▶ SOURCE PASSAGE
You have to differentiate. If foreign sequences have been incorporated in the genome – as with classic transgenic plants – the plant is clearly a GMO. The majority of CRISPR-Cas applications, however, result in plants with only individual additional mutations. Since these mutations are caused by natural repair, and because these kinds of mutations occur naturally all the time, it is simply not possible from a scientific perspective to distinguish such a plant from a natural plant. They are ‘nature-identical’. If these kinds of plants are defined as GMOs, there will be no actual means of verification. Even those varieties produced using mutagenesis – which carry far greater numbers of mutations – do not fall under GMO regulations. In my opinion, it would thus be exceedingly irrational to classify such plants as GMOs.
How do you view the current debate on the regulation of genome-edited plants – both here in Germany and internationally?
It’s good and important that there is a debate on the subject that includes the general public. Even to the layperson, it is clear that the development of genome-edited plants represents an improvement to the generally accepted technique of classical mutagenesis. Likewise, the public is not aware just how frequently natural mutations occur, and that no two plants are genetically identical. Ultimately, it is also important that we talk about the risks: We have been researching double-strand breakage repair in plants for 25 years, and as a result we have precise knowledge of what can be achieved using the technology, but also the effects that can be triggered. Of course, a rational discussion in Germany and Europe is particularly difficult to pursue because the public is traditionally highly critical of green genetic engineering. In other countries such as Canada, the USA or Argentina, genome-edited plants have already been classified as non-GMOs.

▶ MATERIAL SHOWN
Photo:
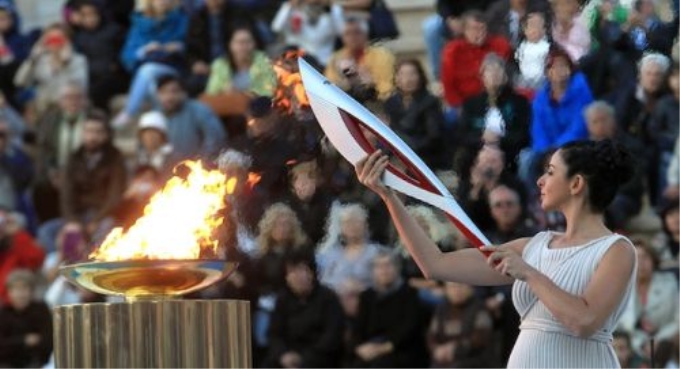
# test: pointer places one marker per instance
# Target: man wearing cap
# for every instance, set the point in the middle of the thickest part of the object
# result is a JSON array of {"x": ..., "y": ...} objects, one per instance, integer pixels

▶ ACTION ITEM A
Translate this sentence from the passage on genome-edited plants into Spanish: "If these kinds of plants are defined as GMOs, there will be no actual means of verification."
▶ ACTION ITEM B
Rewrite the stretch from "You have to" through "plants as GMOs." in the passage on genome-edited plants, putting "unreasonable" in place of "irrational".
▶ ACTION ITEM C
Write the next part of the passage on genome-edited plants, picking up after its final sentence.

▶ EXPECTED ANSWER A
Si este tipo de plantas se define como OGM, no habrá ningún medio real de verificación.

▶ EXPECTED ANSWER B
You have to differentiate. If foreign sequences have been incorporated in the genome – as with classic transgenic plants – the plant is clearly a GMO. The majority of CRISPR-Cas applications, however, result in plants with only individual additional mutations. Since these mutations are caused by natural repair, and because these kinds of mutations occur naturally all the time, it is simply not possible from a scientific perspective to distinguish such a plant from a natural plant. They are ‘nature-identical’. If these kinds of plants are defined as GMOs, there will be no actual means of verification. Even those varieties produced using mutagenesis – which carry far greater numbers of mutations – do not fall under GMO regulations. In my opinion, it would thus be exceedingly unreasonable to classify such plants as GMOs.

▶ EXPECTED ANSWER C
Critics complain that the technology is not as precise or safe as described. What does the possible occurrence off-target effects – i.e. erroneous incisions – mean for researchers and plant breeders?
As with numerous technical innovations, there has been an impressive series of optimisations over the years. Indeed, many off-target effects could be observed with the first designer nucleases. In the meantime, the development of improved CRISPR-Cas systems means that undesired incisions are the exception and not the rule. Through the use of modern sequencing techniques, it is also relatively easy to check whether such effects have occurred. In this way, it is possible to select only those plants with none of these effects. Classic mutagenesis technologies create vast numbers of unwanted mutations. In contrast to medical applications, however, this problem is of secondary importance to breeders, who can simply attenuate unwanted mutations over several plant generations through the use of cross breeding.
Can you give us a few examples of how CRISPR-Cas has already been utilised successfully in applied plant breeding?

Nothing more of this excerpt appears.